Reading text:
##########

How to perform ordered data replication between applications by using Amazon DynamoDB Streams

AWS customers use Amazon DynamoDB to store mission-critical data. These customers’ applications make millions of requests per second to individual DynamoDB tables that contain hundreds of terabytes of items. They count on DynamoDB to return results in single-digit milliseconds.

In many cases, these applications have requirements to notify other systems and users about specific transactions, audit or archive transactions, and replicate data to other data stores in near-real time. The applications can meet these requirements by maintaining the order in which changes were made to items in DynamoDB. Building such capabilities requires that changes to items in DynamoDB be processed in parallel to achieve near-real-time performance.

You can integrate Amazon DynamoDB Streams with other AWS services to build ordered, near-real-time data processing capabilities. DynamoDB Streams captures a time-ordered sequence of item-level modifications in a DynamoDB table and durably stores the information for up to 24 hours. Applications can access a series of stream records from a DynamoDB stream in near-real time.

This post evaluates multiple patterns for processing DynamoDB streams by using several AWS services that are part of AWS serverless computing. It also dives into the details about the most reliable and scalable pattern to perform near-real-time processing of DynamoDB streams to notify other systems and users, archive transactions, and replicate data to other data stores while ensuring ordered processing.

Process DynamoDB streams using AWS Lambda

AWS Lambda is a service that lets you run code without provisioning or managing servers. For example, Lambda can execute your code based on a DynamoDB Streams event (such as inserting, updating, or deleting an item). Lambda polls a DynamoDB stream and, when it detects new records, invokes your Lambda function and passes in one or more events.

To understand how Lambda processes DynamoDB streams, you have to understand how DynamoDB streams work. DynamoDB stores data in partitions, which are based on either a partition key only or both a partition key and a sort key. When you enable a stream on a DynamoDB table, DynamoDB creates at least one shard per partition.

Shards in DynamoDB streams are collections of stream records. Each stream record represents a single data modification in the DynamoDB table to which the stream belongs.

The following diagram shows the relationship between a stream, shards in the stream, and stream records in the shards. For more information about shards, see Capturing Table Activity with DynamoDB Streams.

The following diagram shows a DynamoDB table with three partitions. With streams enabled for this table, DynamoDB creates a minimum of three shards, one per partition. DynamoDB relays changes (inserts, updates, and deletes) that are performed on each item within a partition to the corresponding shard by maintaining the order of the changes made. This process ensures that a given key is present in at most one shard and its order is maintained.

When a Lambda function is configured to process DynamoDB streams, one instance of the Lambda function is invoked per shard. Because the following illustrated DynamoDB stream has three shards, three Lambda functions are invoked concurrently whenever there is a change to an item or items within each partition.

Configure multiple Lambda functions with DynamoDB Streams

When you use DynamoDB to configure multiple Lambda functions with a stream to enable parallel processing of data, each function is concurrently invoked per shard. The following diagram shows an example of two Lambda functions that are configured with a DynamoDB stream and with each of these functions being concurrently invoked.

##########

Problem: According to the DynamoDB Streams article, for how long does DynamoDB Streams durably store the information it captures?

Collected data entries
##########

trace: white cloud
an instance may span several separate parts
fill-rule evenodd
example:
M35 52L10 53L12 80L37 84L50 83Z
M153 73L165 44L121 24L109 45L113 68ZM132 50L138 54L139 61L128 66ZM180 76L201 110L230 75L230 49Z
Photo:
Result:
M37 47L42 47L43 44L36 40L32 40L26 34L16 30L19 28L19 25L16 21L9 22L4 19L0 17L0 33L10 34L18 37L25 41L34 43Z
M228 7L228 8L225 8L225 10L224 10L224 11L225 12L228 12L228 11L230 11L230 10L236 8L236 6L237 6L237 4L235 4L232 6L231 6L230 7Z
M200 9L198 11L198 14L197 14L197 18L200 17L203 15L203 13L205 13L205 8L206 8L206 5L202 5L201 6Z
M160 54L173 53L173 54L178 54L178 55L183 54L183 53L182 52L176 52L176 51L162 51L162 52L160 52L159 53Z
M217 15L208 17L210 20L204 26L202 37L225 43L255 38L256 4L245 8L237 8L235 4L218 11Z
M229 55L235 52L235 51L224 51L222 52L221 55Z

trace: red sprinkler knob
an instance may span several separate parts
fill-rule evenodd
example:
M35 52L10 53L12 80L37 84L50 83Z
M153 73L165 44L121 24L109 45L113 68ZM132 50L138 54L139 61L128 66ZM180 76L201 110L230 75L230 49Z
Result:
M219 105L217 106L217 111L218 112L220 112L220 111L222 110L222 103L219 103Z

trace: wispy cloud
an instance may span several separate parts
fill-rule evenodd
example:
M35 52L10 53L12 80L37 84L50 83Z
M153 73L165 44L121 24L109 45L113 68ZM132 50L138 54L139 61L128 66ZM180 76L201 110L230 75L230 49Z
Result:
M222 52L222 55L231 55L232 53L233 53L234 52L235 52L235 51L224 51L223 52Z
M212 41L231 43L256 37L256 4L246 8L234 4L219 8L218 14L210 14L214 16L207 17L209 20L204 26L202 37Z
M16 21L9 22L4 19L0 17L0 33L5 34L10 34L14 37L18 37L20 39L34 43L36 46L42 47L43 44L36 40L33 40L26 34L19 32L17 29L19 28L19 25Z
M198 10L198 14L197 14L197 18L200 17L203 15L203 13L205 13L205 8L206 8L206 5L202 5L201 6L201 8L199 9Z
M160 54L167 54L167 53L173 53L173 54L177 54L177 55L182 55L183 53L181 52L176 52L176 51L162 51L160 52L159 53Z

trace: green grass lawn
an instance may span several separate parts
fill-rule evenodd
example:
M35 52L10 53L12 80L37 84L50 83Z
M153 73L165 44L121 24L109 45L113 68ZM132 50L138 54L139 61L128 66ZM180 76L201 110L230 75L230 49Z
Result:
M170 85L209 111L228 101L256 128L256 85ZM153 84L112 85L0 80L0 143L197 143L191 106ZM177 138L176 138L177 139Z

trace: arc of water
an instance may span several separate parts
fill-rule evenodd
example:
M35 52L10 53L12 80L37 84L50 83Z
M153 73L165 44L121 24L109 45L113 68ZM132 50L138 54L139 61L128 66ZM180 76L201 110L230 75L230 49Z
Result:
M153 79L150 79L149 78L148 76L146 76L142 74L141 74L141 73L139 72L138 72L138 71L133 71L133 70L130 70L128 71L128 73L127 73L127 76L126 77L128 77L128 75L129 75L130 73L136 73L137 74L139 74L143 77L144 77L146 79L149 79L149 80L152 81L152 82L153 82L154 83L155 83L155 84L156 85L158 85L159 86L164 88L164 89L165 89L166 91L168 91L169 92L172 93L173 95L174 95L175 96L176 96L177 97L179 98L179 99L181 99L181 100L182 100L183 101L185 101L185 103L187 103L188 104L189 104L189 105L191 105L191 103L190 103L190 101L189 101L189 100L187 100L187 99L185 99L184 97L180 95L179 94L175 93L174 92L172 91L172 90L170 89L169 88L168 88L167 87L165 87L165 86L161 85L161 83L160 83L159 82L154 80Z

##########

Reply to the task: Up to 24 hours.